→ **Request**
From the line that includes "For the fish tail" to the last line of the records that follow, copy every line exactly and nothing more, omitting pictures.

begin

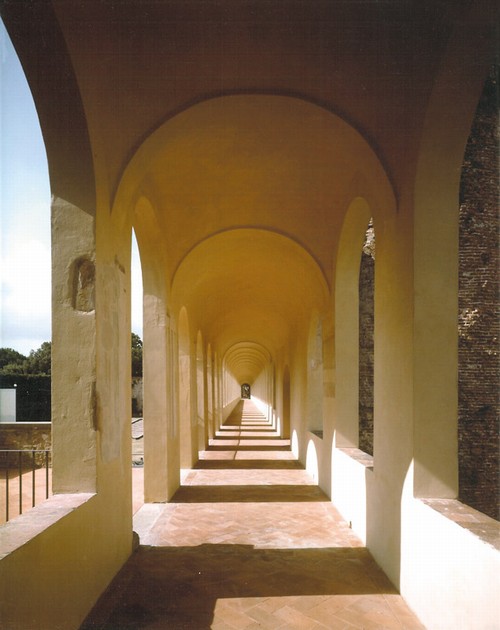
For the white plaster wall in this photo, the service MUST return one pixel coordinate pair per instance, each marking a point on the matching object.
(349, 487)
(449, 576)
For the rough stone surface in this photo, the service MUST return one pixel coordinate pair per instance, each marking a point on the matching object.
(366, 346)
(478, 324)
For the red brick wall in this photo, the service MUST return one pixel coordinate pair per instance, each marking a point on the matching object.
(366, 323)
(478, 325)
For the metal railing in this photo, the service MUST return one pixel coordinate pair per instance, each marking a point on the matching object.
(18, 463)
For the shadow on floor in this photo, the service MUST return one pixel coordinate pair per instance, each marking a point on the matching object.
(179, 587)
(248, 494)
(247, 464)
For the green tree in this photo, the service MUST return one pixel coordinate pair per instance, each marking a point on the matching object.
(10, 358)
(39, 361)
(136, 355)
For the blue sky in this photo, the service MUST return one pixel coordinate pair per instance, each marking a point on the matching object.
(25, 310)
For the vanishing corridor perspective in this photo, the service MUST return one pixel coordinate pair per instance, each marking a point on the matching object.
(293, 172)
(248, 541)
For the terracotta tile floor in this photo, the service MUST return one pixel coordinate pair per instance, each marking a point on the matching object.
(248, 542)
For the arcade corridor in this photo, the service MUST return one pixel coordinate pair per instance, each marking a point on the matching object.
(248, 541)
(251, 146)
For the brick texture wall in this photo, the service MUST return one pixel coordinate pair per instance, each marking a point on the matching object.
(478, 320)
(366, 323)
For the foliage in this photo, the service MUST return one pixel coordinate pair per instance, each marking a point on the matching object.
(10, 358)
(39, 361)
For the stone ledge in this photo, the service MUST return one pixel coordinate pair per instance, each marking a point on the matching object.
(359, 456)
(479, 524)
(24, 528)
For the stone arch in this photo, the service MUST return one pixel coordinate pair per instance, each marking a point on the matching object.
(187, 392)
(315, 375)
(285, 430)
(200, 394)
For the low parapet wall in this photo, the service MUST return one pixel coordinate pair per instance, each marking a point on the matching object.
(26, 435)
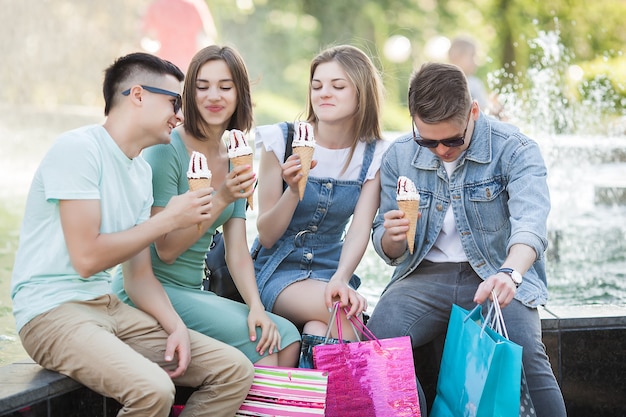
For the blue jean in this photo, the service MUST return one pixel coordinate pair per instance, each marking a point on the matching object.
(419, 306)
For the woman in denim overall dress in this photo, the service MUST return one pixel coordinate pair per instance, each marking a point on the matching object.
(307, 258)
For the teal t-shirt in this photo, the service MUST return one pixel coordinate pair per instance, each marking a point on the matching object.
(83, 164)
(169, 178)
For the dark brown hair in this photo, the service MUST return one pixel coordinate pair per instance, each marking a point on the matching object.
(243, 117)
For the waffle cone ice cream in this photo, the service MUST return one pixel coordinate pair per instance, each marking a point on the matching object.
(242, 161)
(408, 202)
(198, 175)
(198, 183)
(410, 208)
(303, 145)
(240, 154)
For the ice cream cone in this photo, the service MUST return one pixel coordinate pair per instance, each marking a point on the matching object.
(197, 184)
(410, 209)
(242, 161)
(306, 156)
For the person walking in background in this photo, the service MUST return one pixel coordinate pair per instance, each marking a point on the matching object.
(307, 260)
(88, 211)
(176, 29)
(216, 97)
(484, 204)
(462, 53)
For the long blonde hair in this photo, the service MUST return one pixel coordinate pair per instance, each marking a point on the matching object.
(369, 86)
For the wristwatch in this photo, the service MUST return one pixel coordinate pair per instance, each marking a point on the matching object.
(515, 276)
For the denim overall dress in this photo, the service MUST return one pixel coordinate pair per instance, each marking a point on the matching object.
(311, 245)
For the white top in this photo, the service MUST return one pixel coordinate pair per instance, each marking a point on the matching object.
(330, 162)
(448, 246)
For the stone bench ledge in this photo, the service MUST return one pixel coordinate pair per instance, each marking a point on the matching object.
(24, 383)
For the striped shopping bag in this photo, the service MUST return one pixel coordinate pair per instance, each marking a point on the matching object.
(285, 392)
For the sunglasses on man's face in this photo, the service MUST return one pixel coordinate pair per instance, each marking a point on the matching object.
(450, 143)
(178, 102)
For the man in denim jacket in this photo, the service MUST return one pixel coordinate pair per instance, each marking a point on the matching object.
(484, 204)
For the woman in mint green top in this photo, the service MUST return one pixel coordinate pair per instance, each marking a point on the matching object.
(216, 97)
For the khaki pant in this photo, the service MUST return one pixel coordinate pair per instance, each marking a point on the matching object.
(118, 351)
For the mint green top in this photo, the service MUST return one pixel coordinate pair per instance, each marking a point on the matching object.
(203, 311)
(82, 164)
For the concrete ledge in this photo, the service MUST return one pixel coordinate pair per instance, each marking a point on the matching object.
(586, 346)
(25, 383)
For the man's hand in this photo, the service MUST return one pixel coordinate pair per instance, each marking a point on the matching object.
(178, 346)
(188, 209)
(503, 286)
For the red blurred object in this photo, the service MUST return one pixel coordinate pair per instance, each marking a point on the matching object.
(176, 410)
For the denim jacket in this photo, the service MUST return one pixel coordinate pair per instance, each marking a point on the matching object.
(499, 196)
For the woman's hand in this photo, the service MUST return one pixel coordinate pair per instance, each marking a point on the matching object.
(339, 290)
(270, 336)
(239, 183)
(292, 171)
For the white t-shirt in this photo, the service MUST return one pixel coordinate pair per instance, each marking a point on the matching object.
(448, 246)
(330, 162)
(83, 164)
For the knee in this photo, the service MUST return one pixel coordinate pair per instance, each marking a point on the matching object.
(242, 369)
(152, 395)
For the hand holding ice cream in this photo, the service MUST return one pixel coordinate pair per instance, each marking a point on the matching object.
(198, 175)
(408, 201)
(303, 145)
(239, 153)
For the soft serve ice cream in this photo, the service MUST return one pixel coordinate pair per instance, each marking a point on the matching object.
(239, 153)
(198, 175)
(303, 145)
(408, 201)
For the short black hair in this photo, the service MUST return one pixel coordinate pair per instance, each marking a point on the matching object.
(129, 66)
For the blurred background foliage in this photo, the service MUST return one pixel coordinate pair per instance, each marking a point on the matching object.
(55, 50)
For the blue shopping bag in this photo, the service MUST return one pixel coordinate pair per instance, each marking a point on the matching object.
(480, 374)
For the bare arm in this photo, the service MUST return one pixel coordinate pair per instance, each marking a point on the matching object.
(354, 247)
(171, 245)
(520, 257)
(91, 251)
(149, 296)
(241, 267)
(275, 206)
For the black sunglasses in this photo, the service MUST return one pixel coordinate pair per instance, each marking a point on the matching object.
(450, 143)
(178, 103)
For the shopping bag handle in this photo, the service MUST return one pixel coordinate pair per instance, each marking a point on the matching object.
(494, 318)
(355, 322)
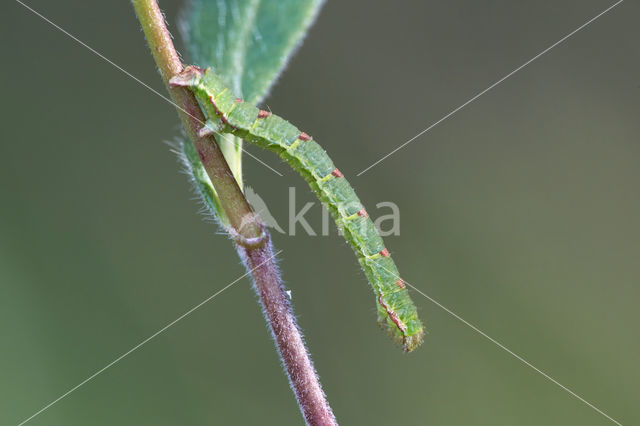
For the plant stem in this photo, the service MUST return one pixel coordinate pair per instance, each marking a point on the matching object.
(258, 258)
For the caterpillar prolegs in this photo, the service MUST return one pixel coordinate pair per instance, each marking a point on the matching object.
(227, 114)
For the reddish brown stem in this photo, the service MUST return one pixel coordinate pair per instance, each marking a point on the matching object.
(259, 259)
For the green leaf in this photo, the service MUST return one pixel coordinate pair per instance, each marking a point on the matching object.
(247, 42)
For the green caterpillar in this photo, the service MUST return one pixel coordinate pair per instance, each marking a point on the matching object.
(227, 114)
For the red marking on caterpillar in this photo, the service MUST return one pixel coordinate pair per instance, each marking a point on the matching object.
(201, 155)
(218, 112)
(392, 315)
(304, 137)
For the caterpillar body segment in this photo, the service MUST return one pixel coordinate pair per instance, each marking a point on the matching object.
(228, 114)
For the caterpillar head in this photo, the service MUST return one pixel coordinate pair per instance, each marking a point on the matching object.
(188, 77)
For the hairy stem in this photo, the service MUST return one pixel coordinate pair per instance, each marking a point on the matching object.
(258, 258)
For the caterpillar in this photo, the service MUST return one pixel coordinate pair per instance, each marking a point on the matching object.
(227, 114)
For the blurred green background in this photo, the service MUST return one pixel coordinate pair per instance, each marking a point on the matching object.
(520, 213)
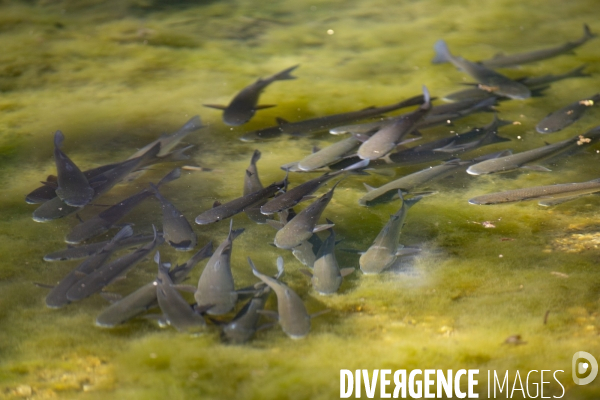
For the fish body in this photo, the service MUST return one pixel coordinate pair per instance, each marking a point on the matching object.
(101, 277)
(216, 286)
(560, 191)
(293, 317)
(73, 187)
(385, 250)
(304, 224)
(560, 119)
(238, 205)
(500, 61)
(245, 104)
(145, 297)
(388, 137)
(488, 79)
(324, 123)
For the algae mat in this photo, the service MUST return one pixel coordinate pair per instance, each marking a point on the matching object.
(113, 75)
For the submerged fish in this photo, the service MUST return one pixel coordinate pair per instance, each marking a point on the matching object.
(215, 286)
(177, 312)
(554, 192)
(560, 119)
(324, 123)
(144, 298)
(245, 104)
(388, 137)
(520, 160)
(73, 187)
(385, 249)
(537, 55)
(489, 80)
(292, 314)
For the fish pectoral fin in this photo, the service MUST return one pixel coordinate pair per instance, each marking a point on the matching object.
(111, 297)
(536, 168)
(185, 288)
(217, 106)
(323, 227)
(306, 272)
(269, 314)
(317, 314)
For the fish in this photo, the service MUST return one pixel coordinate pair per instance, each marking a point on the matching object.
(58, 295)
(245, 104)
(560, 119)
(223, 211)
(177, 231)
(501, 60)
(488, 79)
(109, 217)
(55, 208)
(522, 159)
(312, 125)
(216, 286)
(252, 184)
(86, 250)
(73, 187)
(326, 274)
(303, 191)
(533, 83)
(548, 192)
(388, 137)
(291, 312)
(144, 298)
(177, 312)
(168, 142)
(303, 225)
(385, 249)
(101, 277)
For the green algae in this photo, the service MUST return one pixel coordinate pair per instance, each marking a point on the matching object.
(114, 75)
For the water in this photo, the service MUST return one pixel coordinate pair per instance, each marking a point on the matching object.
(114, 75)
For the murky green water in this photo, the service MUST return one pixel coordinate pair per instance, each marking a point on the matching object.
(114, 75)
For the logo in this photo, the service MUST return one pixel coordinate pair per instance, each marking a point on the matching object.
(584, 364)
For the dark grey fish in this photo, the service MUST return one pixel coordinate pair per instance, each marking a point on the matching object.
(216, 286)
(177, 231)
(56, 208)
(301, 192)
(292, 314)
(101, 277)
(388, 137)
(58, 295)
(324, 123)
(489, 80)
(549, 192)
(326, 274)
(245, 104)
(86, 250)
(501, 60)
(177, 312)
(168, 142)
(109, 217)
(523, 159)
(560, 119)
(73, 187)
(238, 205)
(303, 225)
(252, 184)
(385, 249)
(144, 298)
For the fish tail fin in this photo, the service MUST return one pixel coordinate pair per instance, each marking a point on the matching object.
(285, 74)
(442, 53)
(170, 177)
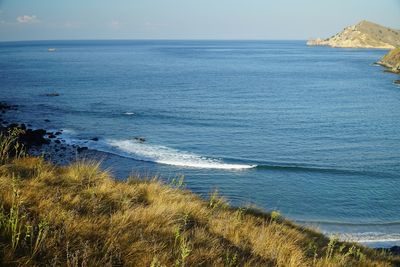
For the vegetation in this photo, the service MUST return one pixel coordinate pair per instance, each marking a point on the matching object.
(80, 216)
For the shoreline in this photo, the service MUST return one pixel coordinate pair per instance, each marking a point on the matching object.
(54, 149)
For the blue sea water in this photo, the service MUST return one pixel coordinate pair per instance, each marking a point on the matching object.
(313, 132)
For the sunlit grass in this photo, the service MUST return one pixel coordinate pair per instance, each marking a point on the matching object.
(79, 215)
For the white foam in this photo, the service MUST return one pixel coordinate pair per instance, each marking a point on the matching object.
(169, 156)
(370, 237)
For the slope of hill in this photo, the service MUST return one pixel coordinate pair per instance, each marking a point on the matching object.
(365, 34)
(391, 60)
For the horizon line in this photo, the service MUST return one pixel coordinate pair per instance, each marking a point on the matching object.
(150, 39)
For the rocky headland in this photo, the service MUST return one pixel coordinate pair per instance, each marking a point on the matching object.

end

→ **Full response**
For the fish tail fin in this photo, the service MUST return one pixel coordinate pair per instance, each marking a point on the matching object.
(285, 74)
(442, 53)
(170, 177)
For the vegetation in this photo, the service MUST return one pixel coordinate pair per instance, each marking a point on the matching object.
(80, 216)
For the shoreline in this photo, the service MUST return one pixel coordinate pair per instance, each marking a point on the matching object.
(54, 149)
For the blue sea water in this photo, the service MUST return one pixel coordinate pair per instance, each marking a point on the matching object.
(313, 132)
For the sunlit grass in this photo, the service MUST return one pixel coordinate pair per instance, each marking a point on the matching object.
(79, 215)
For the white foam in this photo, the service MUST return one pixel coordinate pair per instance, each marking a point on the matching object.
(169, 156)
(370, 237)
For the slope of hill in this photo, the service MUST return one pixel coordinate pair per instance, each marking a point on the matching object.
(365, 34)
(391, 60)
For the horizon line in this photo, the service MUST return one pixel coordinate pair per instance, each marking a point on the matching object.
(150, 39)
For the rocky headland in this photo, the service MUST return one pixel coordinate pair per instance, each marking a point on the matching object.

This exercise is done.